### TEXTABSCHNITT
== == ==

# Besatzmenge für meinen Angelteich



## Guido (7. Januar 2004)

Ich brauche mal einen Rat: Und zwar habe ich zusammen mit meinem Haus auch ein Grundstück mit Angelteich erworben. Der Teich hat 1300qm ist an der tiesten Stelle 3m Tief und im durchschnitt 1.80m tief. Er hat keinen Durchfluss und ist ein Grundwasserteich. Der derzeitige Besatz besteht aus einigen Karpfen sowie Graskarpfen und Karauschen. Nun zu meiner Frage: Welche Besatzmenge verträgt mein Teich nach dem Abfischen. Nach meinem Wassertest hat der Teich ein gute Wasserqulität. Also wer kann mir einen Tip geben bezüglich der Menge und der Arten. 
Danke Guido


----------



## muddyliz (7. Januar 2004)

"Gute Wasserqualität" ist eine zu ungenaue Angabe. Das müsste man schon genauer wissen:
- Carbonathärte (wichtig für die Fruchtbarkeit eines Gewässers)
- Bodenbeschaffenheit
- Temperaturmaximum im Sommer (bzw. Schattenlage/ Sonnenlage)
- mögliche Zuflüsse (z.B. über Regenrinne)
- vorhandene Unterwasserpflanzen
Erst wenn man diese Parameter mit einbezieht, kann man sich über Besatzmaßnahmen Gedanken machen.
Gruß muddyliz


----------



## Trout killer (7. Januar 2004)

*21570552*

Hi
Wenn der Teich so wie du sagst grundwasser hat würde ich mal es mit Forellen vesuchen da sind 50kg nicht teuer wenn die forellen im durchschnitt 450 -500 g wiegen hast du ja dann einige davon oder????????? Wenn du sie groß fütterst kannst du sie ja beangeln und Räuchern viel Spaß beim Besezen

GRüße TRout killer




Ps:Wer Rechtschreibfehler findet darf sie behalten


----------



## hkroiss (7. Januar 2004)

Nachdem der Teich keinen Durchfluss hat, wäre ich mit dem Forellenbesatz eher vorsichtig. Ein Bekannter von mir hat einen ähnlichen Teich, der (leider) zur Gänze in der Sonne liegt.
Im heurigen Jahrhundertsommer erreichte das Wasser auch schon mal 32 Grad und mehr.
Dies ist auch einigen Karpfen zu heiß geworden.
Wichtig ist auch der Sauerstoffgehalt, den Du nicht unterschätzen darfst.


----------



## Guido (9. Januar 2004)

Der Teich ist zu zwei dritteln von Bäumen umstanden und hat daher einigen Schatten glücklicherweise fällt fast kein Laub rein. Pflanzenbewuchs ist so eine Sache bis auf einige Seerosen ist nicht viel zu sehen ich denke das die Grasskarpfen den rest kurz halten. Der Teich hat durchweg sandigen Grund. Zur Carbonathärte, Deutscher Härte usw. habe ich die Werte leider nicht mehr im Kopf, gemäß beiliegender Tabelle war aber alles gut. Sauerstoff habe ich nicht geprüft. Falls im Sommer der Wasserstand zu weit fällt kann ich über eine Feldbewässerung Wasser einleiten. In diesem Sommer waren es einmal 700m3. Ich hoffe ihr könnt mit diesen Angaben mehr anfangen. Mit Dank im vorraus Guido


----------



## muddyliz (9. Januar 2004)

== == ==

### BEREITGESTELLTE ZEILEN
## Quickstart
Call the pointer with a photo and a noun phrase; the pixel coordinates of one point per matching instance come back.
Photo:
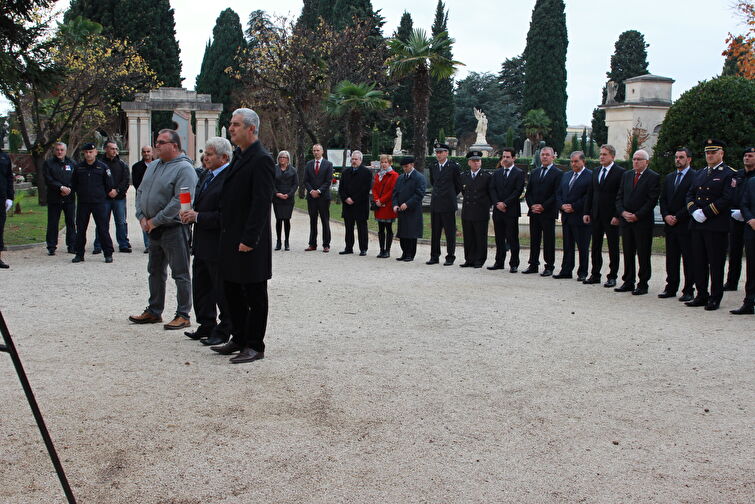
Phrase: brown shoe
(177, 323)
(145, 318)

== == ==

### ANFORDERUNGEN
Fahren Sie mit der Forumsdiskussion über den Fischbesatz des Angelteichs fort.

### LÖSUNG DER AUFGABE
Dann rate ich dir von Forellen ab. Besatzvorschlag: Hauptsächlich Schleien, eventuell einige Karpfen (die machen aber viel Dreck), höchstens 1 Graskarpfen, 3-4 Silber-/ Marmorkarpfen (die fressen die Schwebealgen, da wird dein Teich nicht so grün). Am Anfang keine Raubfische, höchstens wenn sich die Schleien gut vermehren 1 Zander.
Übrigens: Für geräucherte Schleie lasse ich jede Forelle links liegen.
Gruß muddyliz


----------



## Guido (9. Januar 2004)

Was ist mir Rotaugen und anderen Weissfischen hat jemand Erfahrung mit Störbesatz ist das möglich?
Danke Guido


----------



## Knobbes (9. Januar 2004)

Hi Guido, 
ich würde zuerst 50 kg  oder mehr Laichreife Rotfedern eisetzen und wenn diese sich dann nach 2 Jahren so vermehrt haben, Würd ich  mal 4 Zander mit jewils 5 Pfund einsetzen, sollten halt 2 Männchen und 2 Weibchen sein.Kannst ja bei der Fischzucht kaufen.
Die Zander vermehren sich super, solange keine Hechte drin sind.
Dann hast du nach ein paar Jahren ein super Zandergewässer.Forellen kannst du dann auch noch einsetzen, aber die müssten dann etwas grösser sein.
Gruss Knobbes


----------



## C.K. (9. Januar 2004)

Ich denke dieser Beitrag ist in meinen anderen Forum: Gewässergütebestimmung und Bewirtschaftung, besser aufgehoben, darum verschiebe ich es mal dahin! Vieleicht findet sich dort noch der eine oder andere der einen guten Vorschlag zum Besatz macht.


----------



## Guido (12. Januar 2004)

Gut die Fischarten habe ich nun Zander, Schleien, Rotaugen-federn, Silberkarpfen ein paar Forellen. Aber welche Gesamtmenge verträgt mein Gewässer und was ist mit STören? Danke Guido


----------



## Knobbes (12. Januar 2004)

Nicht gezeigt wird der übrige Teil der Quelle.